Numerous demonstrators have expressed their frustration with the way the incessant refrain of ‘security’ and of the ‘threat of terrorism’ is used to make people put up with growing economic and social misery. Some have openly warned of the danger that the government could provoke military clashes or even a new war to restore ‘national unity’ and split the protest movement[2]. As it happens, the Netanyahu government seems to be on the back foot at the moment, taken by surprise and trying offer all kinds of sops to take the heat out of the movement. The point remains that there is indeed a mounting awareness that the military situation and the social situation are very closely linked.

As ever, the material situation of the working class is key to the development of consciousness, and the current social movement is greatly accelerating the possibility of approaching the military situation from a class standpoint. The Israeli proletariat, often portrayed by the left wing of capital as a ‘privileged’ caste living off the misery of the Palestinians, actually pays very heavily for the Israeli war effort in lives, psychological damage, and material impoverishment. A very precise example linked to one of the key issues behind the current movement, housing: the government is pouring a highly disproportionate amount of money into building up settlements in the occupied territories rather than increasing the housing stock in the rest of Israel.

The significance of the present movement in Israel, with all its confusions and hesitations, is that it has very clearly confirmed the existence of class exploitation and class conflict within the apparent national monolith of Israel. The defence of working class living standards will inevitably come up against the sacrifices demanded by war; and as a result, all the concrete political issues posed by the war will have to be raised, discussed, and clarified: apartheid laws in Israel and the occupied territories, the brutality of the occupation, conscription, right up to the ideology of Zionism and the false ideal of the Jewish state. Certainly, these are difficult and potentially divisive issues and there has been a strong temptation to try to avoid raising them directly. But politics has a way of intruding into every social conflict. An example of this has been the growing conflict between the demonstrators and representatives of the extreme right – Kahanists who want to expel Arabs from Israel and fundamentalist settlers who see the demonstrators as traitors.

But it would not be an advance if the movement rejected these right wing ideologies and adopted the positions of the left wing of capital: support for Palestinian nationalism, for a two state solution or a “democratic secular state”. The present international wave of revolts against capitalist austerity is opening the door to another solution altogether: the solidarity of all the exploited across religious or national divisions; class struggle in all countries with the ultimate goal of a world wide revolution which will be the negation of national borders and states. A year or two ago such a perspective would have seemed completely utopian to most. Today, increasing numbers are seeing global revolution as a realistic alternative to the collapsing order of global capital.

**Dataset excerpts:**

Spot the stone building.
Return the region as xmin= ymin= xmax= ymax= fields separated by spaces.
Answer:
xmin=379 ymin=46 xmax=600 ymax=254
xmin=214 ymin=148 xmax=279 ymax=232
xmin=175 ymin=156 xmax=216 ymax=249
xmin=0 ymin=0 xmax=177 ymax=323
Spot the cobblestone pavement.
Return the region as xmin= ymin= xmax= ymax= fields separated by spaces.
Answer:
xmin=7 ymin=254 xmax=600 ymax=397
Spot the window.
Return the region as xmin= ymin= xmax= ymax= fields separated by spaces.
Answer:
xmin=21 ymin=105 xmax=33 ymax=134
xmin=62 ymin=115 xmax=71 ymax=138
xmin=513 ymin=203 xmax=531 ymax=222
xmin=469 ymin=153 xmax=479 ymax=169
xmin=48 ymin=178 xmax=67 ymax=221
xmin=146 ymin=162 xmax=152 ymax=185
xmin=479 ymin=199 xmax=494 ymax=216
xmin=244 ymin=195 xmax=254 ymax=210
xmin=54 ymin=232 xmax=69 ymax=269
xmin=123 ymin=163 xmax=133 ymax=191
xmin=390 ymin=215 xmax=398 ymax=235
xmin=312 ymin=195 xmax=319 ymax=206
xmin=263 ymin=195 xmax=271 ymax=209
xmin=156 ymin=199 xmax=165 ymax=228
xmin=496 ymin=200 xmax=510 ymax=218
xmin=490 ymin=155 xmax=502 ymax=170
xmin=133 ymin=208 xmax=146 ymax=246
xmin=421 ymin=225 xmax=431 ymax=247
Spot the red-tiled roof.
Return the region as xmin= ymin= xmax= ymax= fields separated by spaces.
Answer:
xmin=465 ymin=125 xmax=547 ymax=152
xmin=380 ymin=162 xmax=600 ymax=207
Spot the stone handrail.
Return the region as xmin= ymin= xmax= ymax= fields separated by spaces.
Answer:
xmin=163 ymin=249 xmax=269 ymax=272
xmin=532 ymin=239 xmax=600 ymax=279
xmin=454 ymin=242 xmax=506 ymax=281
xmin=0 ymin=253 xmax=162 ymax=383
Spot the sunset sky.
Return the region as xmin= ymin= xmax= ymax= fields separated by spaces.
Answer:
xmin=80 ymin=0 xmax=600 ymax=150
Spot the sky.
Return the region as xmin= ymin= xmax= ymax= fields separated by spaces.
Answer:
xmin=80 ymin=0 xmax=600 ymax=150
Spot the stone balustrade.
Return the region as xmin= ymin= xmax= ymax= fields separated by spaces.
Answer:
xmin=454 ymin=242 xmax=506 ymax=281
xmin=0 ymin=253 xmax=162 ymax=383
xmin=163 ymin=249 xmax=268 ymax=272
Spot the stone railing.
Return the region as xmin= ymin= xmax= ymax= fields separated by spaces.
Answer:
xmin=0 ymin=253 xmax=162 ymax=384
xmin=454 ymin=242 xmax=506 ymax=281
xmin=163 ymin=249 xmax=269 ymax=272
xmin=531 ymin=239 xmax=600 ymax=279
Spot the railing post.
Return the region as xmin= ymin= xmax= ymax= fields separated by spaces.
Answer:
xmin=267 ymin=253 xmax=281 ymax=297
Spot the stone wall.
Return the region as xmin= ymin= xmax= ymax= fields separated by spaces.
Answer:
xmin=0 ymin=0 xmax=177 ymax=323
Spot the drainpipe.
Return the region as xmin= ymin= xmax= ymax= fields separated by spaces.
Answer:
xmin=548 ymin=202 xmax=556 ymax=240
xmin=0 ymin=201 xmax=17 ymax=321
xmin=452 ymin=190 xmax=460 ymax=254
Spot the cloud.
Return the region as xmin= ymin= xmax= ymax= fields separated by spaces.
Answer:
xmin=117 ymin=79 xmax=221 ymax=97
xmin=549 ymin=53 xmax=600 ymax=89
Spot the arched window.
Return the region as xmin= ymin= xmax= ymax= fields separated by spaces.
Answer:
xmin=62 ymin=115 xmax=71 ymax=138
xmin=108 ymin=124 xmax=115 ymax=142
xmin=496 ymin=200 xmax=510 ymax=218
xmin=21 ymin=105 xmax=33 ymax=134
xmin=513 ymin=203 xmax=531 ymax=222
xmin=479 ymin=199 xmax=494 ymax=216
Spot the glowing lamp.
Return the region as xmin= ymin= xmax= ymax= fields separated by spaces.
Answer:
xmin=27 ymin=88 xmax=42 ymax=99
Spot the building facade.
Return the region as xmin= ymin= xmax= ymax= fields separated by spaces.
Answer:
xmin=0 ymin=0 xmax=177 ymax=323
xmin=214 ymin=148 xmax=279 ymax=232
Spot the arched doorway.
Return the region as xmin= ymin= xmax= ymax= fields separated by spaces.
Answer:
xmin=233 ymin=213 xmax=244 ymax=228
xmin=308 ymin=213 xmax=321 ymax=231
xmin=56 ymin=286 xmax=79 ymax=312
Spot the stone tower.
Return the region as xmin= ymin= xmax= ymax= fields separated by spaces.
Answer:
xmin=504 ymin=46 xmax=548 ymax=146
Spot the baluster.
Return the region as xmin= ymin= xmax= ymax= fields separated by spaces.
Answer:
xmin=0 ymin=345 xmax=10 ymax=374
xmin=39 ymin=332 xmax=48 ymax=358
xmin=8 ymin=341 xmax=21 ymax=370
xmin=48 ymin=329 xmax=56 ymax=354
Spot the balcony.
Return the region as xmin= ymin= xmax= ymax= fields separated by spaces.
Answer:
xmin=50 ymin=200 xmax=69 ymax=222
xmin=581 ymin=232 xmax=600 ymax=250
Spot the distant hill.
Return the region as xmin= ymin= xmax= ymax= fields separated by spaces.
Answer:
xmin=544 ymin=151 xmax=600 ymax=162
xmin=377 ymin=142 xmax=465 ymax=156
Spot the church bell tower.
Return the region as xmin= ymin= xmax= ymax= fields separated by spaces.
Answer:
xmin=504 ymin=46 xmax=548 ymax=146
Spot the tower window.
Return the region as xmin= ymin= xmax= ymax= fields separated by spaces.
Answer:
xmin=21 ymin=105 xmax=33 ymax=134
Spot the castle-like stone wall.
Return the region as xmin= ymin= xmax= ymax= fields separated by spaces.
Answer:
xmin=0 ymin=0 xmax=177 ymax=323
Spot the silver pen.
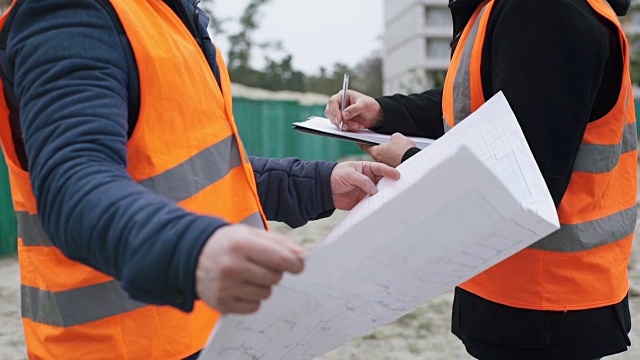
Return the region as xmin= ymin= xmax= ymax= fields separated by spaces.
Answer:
xmin=338 ymin=73 xmax=349 ymax=131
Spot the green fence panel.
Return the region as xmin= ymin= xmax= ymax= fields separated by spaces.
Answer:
xmin=233 ymin=97 xmax=362 ymax=161
xmin=0 ymin=151 xmax=18 ymax=256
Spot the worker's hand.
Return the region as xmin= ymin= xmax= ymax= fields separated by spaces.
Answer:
xmin=358 ymin=133 xmax=416 ymax=167
xmin=196 ymin=224 xmax=304 ymax=314
xmin=324 ymin=90 xmax=382 ymax=132
xmin=331 ymin=161 xmax=400 ymax=210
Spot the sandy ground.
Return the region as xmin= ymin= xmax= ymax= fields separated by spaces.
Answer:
xmin=0 ymin=212 xmax=640 ymax=360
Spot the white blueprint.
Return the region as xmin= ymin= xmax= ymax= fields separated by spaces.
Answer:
xmin=200 ymin=93 xmax=559 ymax=360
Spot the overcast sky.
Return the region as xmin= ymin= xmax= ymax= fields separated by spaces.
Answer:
xmin=212 ymin=0 xmax=384 ymax=74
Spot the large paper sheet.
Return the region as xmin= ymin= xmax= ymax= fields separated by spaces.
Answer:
xmin=293 ymin=116 xmax=434 ymax=149
xmin=200 ymin=93 xmax=559 ymax=360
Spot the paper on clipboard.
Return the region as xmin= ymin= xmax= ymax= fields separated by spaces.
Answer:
xmin=293 ymin=116 xmax=434 ymax=149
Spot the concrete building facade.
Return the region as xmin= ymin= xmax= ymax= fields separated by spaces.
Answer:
xmin=383 ymin=0 xmax=453 ymax=94
xmin=383 ymin=0 xmax=640 ymax=97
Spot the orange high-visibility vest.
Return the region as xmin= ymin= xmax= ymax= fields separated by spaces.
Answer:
xmin=0 ymin=0 xmax=267 ymax=360
xmin=443 ymin=0 xmax=637 ymax=311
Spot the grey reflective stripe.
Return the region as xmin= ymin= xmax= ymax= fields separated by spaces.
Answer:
xmin=530 ymin=205 xmax=637 ymax=252
xmin=140 ymin=135 xmax=242 ymax=202
xmin=453 ymin=5 xmax=486 ymax=125
xmin=573 ymin=122 xmax=638 ymax=174
xmin=16 ymin=211 xmax=53 ymax=247
xmin=20 ymin=280 xmax=147 ymax=327
xmin=240 ymin=211 xmax=265 ymax=229
xmin=442 ymin=116 xmax=451 ymax=132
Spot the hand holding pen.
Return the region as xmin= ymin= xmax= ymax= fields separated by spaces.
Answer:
xmin=324 ymin=74 xmax=382 ymax=132
xmin=338 ymin=73 xmax=349 ymax=131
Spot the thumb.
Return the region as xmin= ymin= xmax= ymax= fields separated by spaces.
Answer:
xmin=342 ymin=101 xmax=367 ymax=120
xmin=345 ymin=171 xmax=378 ymax=195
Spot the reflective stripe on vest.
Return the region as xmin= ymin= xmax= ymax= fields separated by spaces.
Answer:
xmin=443 ymin=0 xmax=637 ymax=311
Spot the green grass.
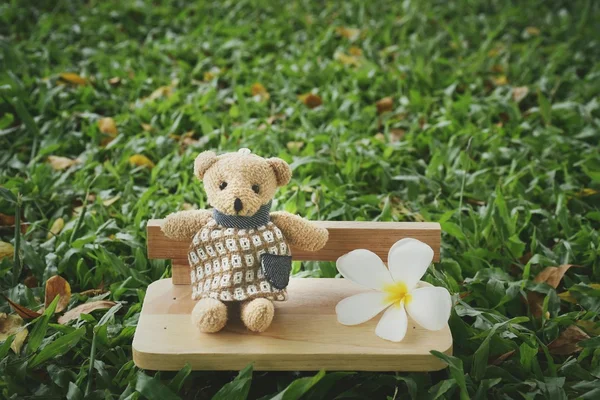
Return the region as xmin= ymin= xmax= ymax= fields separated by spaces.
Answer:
xmin=0 ymin=0 xmax=600 ymax=399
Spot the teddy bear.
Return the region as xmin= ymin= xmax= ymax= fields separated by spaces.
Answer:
xmin=162 ymin=149 xmax=328 ymax=333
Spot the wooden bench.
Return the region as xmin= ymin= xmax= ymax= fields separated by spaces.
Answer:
xmin=133 ymin=220 xmax=452 ymax=371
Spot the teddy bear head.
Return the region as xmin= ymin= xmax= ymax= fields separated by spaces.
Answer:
xmin=194 ymin=149 xmax=292 ymax=216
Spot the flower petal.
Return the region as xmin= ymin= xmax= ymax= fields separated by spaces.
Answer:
xmin=406 ymin=286 xmax=452 ymax=331
xmin=375 ymin=302 xmax=408 ymax=342
xmin=388 ymin=238 xmax=433 ymax=290
xmin=335 ymin=292 xmax=390 ymax=325
xmin=336 ymin=249 xmax=394 ymax=290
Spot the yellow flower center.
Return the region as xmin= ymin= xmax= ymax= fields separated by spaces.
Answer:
xmin=383 ymin=282 xmax=412 ymax=306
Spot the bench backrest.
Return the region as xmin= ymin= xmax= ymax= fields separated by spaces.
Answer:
xmin=146 ymin=219 xmax=441 ymax=285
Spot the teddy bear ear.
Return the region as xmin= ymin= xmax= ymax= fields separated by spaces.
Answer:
xmin=267 ymin=157 xmax=292 ymax=186
xmin=194 ymin=150 xmax=217 ymax=180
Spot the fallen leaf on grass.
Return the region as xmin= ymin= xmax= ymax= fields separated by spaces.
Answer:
xmin=0 ymin=313 xmax=29 ymax=354
xmin=527 ymin=264 xmax=575 ymax=318
xmin=375 ymin=97 xmax=394 ymax=114
xmin=2 ymin=295 xmax=42 ymax=319
xmin=48 ymin=156 xmax=79 ymax=171
xmin=512 ymin=86 xmax=529 ymax=103
xmin=98 ymin=117 xmax=119 ymax=138
xmin=298 ymin=93 xmax=323 ymax=108
xmin=59 ymin=72 xmax=88 ymax=86
xmin=0 ymin=241 xmax=15 ymax=260
xmin=44 ymin=275 xmax=71 ymax=312
xmin=129 ymin=154 xmax=154 ymax=169
xmin=58 ymin=300 xmax=117 ymax=325
xmin=534 ymin=264 xmax=576 ymax=289
xmin=250 ymin=82 xmax=271 ymax=101
xmin=548 ymin=325 xmax=590 ymax=356
xmin=79 ymin=288 xmax=105 ymax=297
xmin=335 ymin=26 xmax=360 ymax=42
xmin=333 ymin=51 xmax=360 ymax=66
xmin=46 ymin=218 xmax=65 ymax=239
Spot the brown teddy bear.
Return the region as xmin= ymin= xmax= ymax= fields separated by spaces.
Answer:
xmin=162 ymin=149 xmax=328 ymax=332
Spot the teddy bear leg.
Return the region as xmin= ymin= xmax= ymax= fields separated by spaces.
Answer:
xmin=192 ymin=298 xmax=227 ymax=333
xmin=240 ymin=298 xmax=275 ymax=332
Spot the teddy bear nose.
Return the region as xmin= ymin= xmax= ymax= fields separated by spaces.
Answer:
xmin=233 ymin=198 xmax=244 ymax=212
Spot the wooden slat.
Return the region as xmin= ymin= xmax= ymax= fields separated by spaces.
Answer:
xmin=147 ymin=219 xmax=441 ymax=285
xmin=133 ymin=278 xmax=452 ymax=371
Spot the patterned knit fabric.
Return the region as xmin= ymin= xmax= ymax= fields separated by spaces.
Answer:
xmin=188 ymin=217 xmax=291 ymax=302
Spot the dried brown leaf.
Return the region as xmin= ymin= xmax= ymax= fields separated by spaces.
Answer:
xmin=79 ymin=289 xmax=104 ymax=297
xmin=250 ymin=82 xmax=271 ymax=101
xmin=335 ymin=26 xmax=360 ymax=42
xmin=298 ymin=93 xmax=323 ymax=108
xmin=48 ymin=156 xmax=79 ymax=171
xmin=512 ymin=86 xmax=529 ymax=103
xmin=527 ymin=264 xmax=575 ymax=318
xmin=98 ymin=117 xmax=119 ymax=138
xmin=548 ymin=325 xmax=590 ymax=356
xmin=348 ymin=46 xmax=362 ymax=57
xmin=58 ymin=300 xmax=117 ymax=325
xmin=534 ymin=264 xmax=576 ymax=289
xmin=129 ymin=154 xmax=154 ymax=169
xmin=375 ymin=97 xmax=394 ymax=114
xmin=44 ymin=275 xmax=71 ymax=312
xmin=0 ymin=313 xmax=29 ymax=354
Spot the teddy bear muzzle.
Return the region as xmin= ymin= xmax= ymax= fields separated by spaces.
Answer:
xmin=233 ymin=197 xmax=244 ymax=213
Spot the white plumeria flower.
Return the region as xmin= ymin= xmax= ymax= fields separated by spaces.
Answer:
xmin=335 ymin=238 xmax=452 ymax=342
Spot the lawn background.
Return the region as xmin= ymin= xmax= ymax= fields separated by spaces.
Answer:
xmin=0 ymin=0 xmax=600 ymax=399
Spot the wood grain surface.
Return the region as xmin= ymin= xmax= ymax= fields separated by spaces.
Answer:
xmin=133 ymin=278 xmax=452 ymax=371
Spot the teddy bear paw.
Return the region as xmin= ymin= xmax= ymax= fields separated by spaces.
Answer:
xmin=192 ymin=298 xmax=227 ymax=333
xmin=241 ymin=299 xmax=275 ymax=332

**Short task 1:**
In the passage about the Israeli protest movement, where does the government put a highly disproportionate amount of money instead of increasing the housing stock in the rest of Israel?
**Short task 2:**
Resume the passage about the Israeli protest movement, picking up right after its final sentence.
The listing has no connection to the passage about the Israeli protest movement.

**Result 1:**
Into building up settlements in the occupied territories.

**Result 2:**
Amos 7/8/11.

 


[1]              One of the Israelis taking part in these meetings describes the positive effects the discussions have had on the development of awareness and solidarity: “Our guests, some in pious head gear, listen attentively to the story about middle class Jewish youngsters with no place to live, to study and to work from. The tents are so many, so small. They nod in amazement, expressing sympathy or perhaps even some pleasure over the new potential for solidarity. The sharp tongued one is quick to come up with a punch line none of us would have thought of: "Hada Muchayem Lajiyin Israeliyin!" – "A refugee camp for Israelis", she exclaims.

                “We laugh at this smart crack. No similarity at all, to be sure – or maybe just a little something, after all. The young people of Rothschild (may Allah help them, may their protest yield fruit), are supposedly able to get up any time and move back to the grim life they were accustomed to before settling into the sizzling Boulevard. However they are condemned to life in the lower end of the Israeli chain of housing – with no property, no land and no roof of their own. Some of the women we have with us this evening –exuberant, full of curiosity and passion for fun – have been living in "real" refugee camps most of their lives. Some were born there, others got married and moved to share the fate of large families condensed into crumbling homes that were started as temporary tents at the outskirts of towns and villages in the West Bank many years ago.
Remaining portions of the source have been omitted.